**Task to complete:** All entries, exactly as written, should be output again.

[Referring expression pointing data]
=== Section Start ===

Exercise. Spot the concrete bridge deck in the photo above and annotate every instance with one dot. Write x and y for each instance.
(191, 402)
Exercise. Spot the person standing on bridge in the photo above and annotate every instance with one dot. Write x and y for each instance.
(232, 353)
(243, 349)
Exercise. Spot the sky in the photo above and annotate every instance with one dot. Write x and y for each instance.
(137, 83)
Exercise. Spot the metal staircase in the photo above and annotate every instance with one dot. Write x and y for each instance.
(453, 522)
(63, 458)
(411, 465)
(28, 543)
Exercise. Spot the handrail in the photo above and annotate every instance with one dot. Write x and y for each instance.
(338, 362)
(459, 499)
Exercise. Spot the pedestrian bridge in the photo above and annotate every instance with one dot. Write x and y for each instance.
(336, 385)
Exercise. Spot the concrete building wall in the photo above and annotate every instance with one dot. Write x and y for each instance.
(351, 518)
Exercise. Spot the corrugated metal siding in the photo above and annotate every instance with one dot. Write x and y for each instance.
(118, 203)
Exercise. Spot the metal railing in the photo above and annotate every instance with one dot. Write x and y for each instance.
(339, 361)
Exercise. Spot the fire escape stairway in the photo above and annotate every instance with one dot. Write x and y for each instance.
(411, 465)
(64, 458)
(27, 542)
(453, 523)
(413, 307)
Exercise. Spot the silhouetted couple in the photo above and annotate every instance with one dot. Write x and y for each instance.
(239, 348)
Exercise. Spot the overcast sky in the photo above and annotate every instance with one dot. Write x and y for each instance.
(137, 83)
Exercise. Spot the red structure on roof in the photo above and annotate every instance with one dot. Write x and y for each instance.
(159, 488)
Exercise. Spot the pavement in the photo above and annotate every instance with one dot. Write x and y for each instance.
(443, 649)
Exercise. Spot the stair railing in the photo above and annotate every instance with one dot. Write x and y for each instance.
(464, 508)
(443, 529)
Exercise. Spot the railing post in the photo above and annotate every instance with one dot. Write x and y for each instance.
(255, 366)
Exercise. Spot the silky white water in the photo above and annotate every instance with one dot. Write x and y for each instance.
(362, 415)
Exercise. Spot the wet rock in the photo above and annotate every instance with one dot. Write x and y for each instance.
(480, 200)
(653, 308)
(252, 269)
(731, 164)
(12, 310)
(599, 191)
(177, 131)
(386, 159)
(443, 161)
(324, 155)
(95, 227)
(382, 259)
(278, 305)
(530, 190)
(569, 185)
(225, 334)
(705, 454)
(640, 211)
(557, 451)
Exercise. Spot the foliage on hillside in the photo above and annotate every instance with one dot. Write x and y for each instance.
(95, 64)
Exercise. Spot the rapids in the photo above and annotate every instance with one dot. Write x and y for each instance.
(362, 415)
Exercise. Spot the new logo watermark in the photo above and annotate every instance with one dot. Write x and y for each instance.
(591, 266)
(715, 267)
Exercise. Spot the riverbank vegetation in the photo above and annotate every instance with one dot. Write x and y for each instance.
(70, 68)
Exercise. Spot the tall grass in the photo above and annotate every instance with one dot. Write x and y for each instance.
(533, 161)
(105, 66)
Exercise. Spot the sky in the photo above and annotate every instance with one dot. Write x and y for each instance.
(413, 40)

=== Section End ===

**Output for this task:**
Exercise. Spot the concrete bridge deck in the photo above and annotate every instance with one dot. Write x and y for each instance.
(191, 402)
Exercise. Spot the person standing on bridge in the photo above and annotate every instance with one dot. Write x and y for each instance.
(232, 353)
(243, 349)
Exercise. Spot the sky in the photo above and annotate every instance with one dot. Write x and y for each instance.
(137, 83)
Exercise. Spot the metal staircase in the photo above and annotate every instance with one dot. Write x and y for each instance.
(453, 522)
(63, 458)
(411, 465)
(28, 543)
Exercise. Spot the handrail in the photo above and annotate every instance with one dot. Write x and y for each instance.
(338, 362)
(459, 499)
Exercise. Spot the pedestrian bridge in the photo above and annotate every instance with one dot. Write x and y for each instance.
(336, 385)
Exercise. Spot the concrete building wall in the photo above and annotate every instance with one dot. Write x and y for each instance.
(351, 518)
Exercise. Spot the corrugated metal siding in the photo above and annotate every instance with one dot. Write x and y for each instance.
(118, 203)
Exercise. Spot the metal railing in the photo above and annotate every instance with one dot. Write x and y for each instance.
(339, 361)
Exercise. Spot the fire escape stairway in the photo above and annotate every instance with one dot. Write x and y for each instance.
(411, 465)
(64, 458)
(27, 542)
(453, 523)
(413, 307)
Exercise. Spot the silhouetted couple in the photo above and annotate every instance with one dot. Write x and y for each instance.
(239, 348)
Exercise. Spot the overcast sky in the photo above and annotate every instance with one dot. Write x and y for each instance.
(137, 83)
Exercise. Spot the red structure on roof in the photo above and annotate every instance with one dot. Write x and y for each instance.
(159, 488)
Exercise. Spot the pavement in the photo above and annotate every instance with one dot. Write x and y for each instance.
(443, 649)
Exercise. Spot the stair railing in the photo above and annotate every instance with one dot. Write x and y for each instance.
(464, 508)
(443, 529)
Exercise. Spot the railing post in the photo above and annotate every instance with one dot. Write x and y for each instance.
(255, 366)
Exercise. Spot the silky white water in the photo above and annotate every instance with one dot. Write x and y for each instance.
(362, 415)
Exercise. Spot the wet rock in the photo above and annotate every instance with one dot. Write x and y for each instance.
(480, 200)
(653, 308)
(252, 269)
(731, 164)
(12, 310)
(599, 191)
(177, 131)
(386, 159)
(443, 161)
(324, 155)
(95, 227)
(382, 259)
(278, 305)
(530, 190)
(569, 185)
(225, 334)
(705, 454)
(640, 211)
(557, 451)
Exercise. Spot the foliage on hillside in the photo above and annotate every instance with one dot. Write x and y for each instance.
(95, 64)
Exercise. Spot the rapids in the photo above and annotate every instance with one dot. Write x and y for each instance.
(362, 415)
Exercise. Spot the new logo watermark in the photo above and annotate every instance with one dot. Write x and y for each instance.
(591, 266)
(715, 267)
Exercise. Spot the riverbank vegetation in the photo above and annotate every instance with one dot. Write x and y for each instance.
(70, 68)
Exercise. Spot the tall grass in the photo above and annotate every instance with one dot. Write x and y for each instance.
(533, 161)
(105, 66)
Exercise. Spot the sky in the photo above and annotate every instance with one dot. Write x and y for each instance.
(413, 40)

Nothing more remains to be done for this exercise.